→ **What to produce**
Pull out each line of the listing below that contains the word "every", and copy those lines in full.

------ Material to process

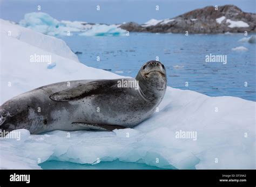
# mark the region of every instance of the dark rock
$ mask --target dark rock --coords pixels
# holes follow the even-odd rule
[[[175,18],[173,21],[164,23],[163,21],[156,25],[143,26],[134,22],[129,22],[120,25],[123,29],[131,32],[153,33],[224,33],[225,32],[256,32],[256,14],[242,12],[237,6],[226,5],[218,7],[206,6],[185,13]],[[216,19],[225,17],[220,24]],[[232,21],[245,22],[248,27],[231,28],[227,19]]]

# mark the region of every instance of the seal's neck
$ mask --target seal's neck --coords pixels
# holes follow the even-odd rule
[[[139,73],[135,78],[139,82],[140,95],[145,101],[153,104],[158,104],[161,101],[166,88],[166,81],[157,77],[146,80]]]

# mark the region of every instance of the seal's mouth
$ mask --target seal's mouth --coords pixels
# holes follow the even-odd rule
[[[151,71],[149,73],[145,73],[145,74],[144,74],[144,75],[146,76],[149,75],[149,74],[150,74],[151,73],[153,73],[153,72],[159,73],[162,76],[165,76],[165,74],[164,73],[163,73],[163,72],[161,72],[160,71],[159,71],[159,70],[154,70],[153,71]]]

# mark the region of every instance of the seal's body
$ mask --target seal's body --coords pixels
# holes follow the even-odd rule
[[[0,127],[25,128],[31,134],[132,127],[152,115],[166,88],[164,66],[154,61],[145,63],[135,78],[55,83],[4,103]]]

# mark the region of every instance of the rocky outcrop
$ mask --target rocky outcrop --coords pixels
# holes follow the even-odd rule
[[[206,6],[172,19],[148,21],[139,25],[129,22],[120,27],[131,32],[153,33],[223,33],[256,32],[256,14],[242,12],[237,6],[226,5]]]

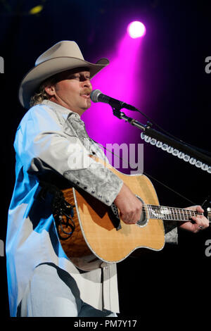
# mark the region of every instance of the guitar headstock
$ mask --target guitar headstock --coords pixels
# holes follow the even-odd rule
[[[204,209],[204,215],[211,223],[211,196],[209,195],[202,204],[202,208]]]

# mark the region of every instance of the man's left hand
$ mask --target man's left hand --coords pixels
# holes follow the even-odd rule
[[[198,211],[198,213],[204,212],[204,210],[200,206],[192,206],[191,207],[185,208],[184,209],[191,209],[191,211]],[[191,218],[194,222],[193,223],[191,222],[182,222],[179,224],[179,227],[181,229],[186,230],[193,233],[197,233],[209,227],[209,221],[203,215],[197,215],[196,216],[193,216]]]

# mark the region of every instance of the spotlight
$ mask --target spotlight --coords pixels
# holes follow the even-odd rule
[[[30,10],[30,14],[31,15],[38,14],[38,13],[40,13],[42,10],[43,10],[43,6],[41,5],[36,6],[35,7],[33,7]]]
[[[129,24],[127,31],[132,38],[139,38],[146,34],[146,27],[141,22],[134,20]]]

------------
------ Material to process

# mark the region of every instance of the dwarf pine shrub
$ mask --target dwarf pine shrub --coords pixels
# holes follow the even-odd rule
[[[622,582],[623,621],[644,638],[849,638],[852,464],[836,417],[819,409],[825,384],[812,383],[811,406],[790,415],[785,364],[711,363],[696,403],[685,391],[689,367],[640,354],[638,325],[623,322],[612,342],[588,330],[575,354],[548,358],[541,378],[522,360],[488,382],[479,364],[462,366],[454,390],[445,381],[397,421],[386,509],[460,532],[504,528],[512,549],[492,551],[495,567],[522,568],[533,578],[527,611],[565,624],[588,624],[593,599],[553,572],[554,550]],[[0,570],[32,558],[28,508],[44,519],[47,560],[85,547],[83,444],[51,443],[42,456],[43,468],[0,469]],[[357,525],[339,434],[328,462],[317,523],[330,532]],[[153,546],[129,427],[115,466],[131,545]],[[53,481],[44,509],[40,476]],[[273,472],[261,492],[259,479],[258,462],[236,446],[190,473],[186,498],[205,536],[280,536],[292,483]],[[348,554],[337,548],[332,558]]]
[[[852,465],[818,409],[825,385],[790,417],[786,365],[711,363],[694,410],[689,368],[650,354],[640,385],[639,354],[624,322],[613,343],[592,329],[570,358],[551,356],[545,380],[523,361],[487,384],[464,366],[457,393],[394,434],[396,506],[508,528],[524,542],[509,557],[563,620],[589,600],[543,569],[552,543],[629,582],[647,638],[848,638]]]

------------

→ **Solution to the problem**
# mark the region of every instance of the dark rock
# mark the region of every instance of the seal's neck
# mark the region of every instance of the seal's mouth
# mark the region of every instance of the seal's body
# mark the region of every instance of the rocky outcrop
# mark the region of every instance of the guitar headstock
# mark the region of every instance of the man's left hand
# mark the region of every instance of the spotlight
# mark the region of every instance of the dwarf pine shrub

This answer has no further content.